Data for review »

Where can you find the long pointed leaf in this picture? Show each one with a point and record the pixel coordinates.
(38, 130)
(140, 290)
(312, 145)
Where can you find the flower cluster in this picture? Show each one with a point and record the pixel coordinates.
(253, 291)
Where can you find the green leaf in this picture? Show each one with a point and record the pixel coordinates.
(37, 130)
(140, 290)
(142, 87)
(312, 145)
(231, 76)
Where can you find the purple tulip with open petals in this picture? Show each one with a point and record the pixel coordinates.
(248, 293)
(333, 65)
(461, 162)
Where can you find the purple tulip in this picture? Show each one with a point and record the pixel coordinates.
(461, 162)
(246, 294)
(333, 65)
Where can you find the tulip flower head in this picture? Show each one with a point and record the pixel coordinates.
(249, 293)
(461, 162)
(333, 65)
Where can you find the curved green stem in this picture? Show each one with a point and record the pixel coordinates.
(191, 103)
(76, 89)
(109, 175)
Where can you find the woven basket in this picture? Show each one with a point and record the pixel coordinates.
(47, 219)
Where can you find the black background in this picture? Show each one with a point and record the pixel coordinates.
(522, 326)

Your task » All lines from the one that contains "Where can you find the tulip" through the end of the listing above should be copied exactly, with nothing else.

Task output »
Where can you find the tulip flower head in this picture? Show each one with a point and record the pixel coordinates.
(249, 293)
(461, 162)
(333, 65)
Where can you find the curved green stem in this picture? Show each one with a point and record the pixel coordinates.
(191, 103)
(76, 89)
(109, 175)
Where can you find the woven basket in this picture? Show each one with a point and record the pixel coordinates.
(47, 219)
Where can you find the black background in this picture? Show each one with a point and record the pixel coordinates.
(522, 326)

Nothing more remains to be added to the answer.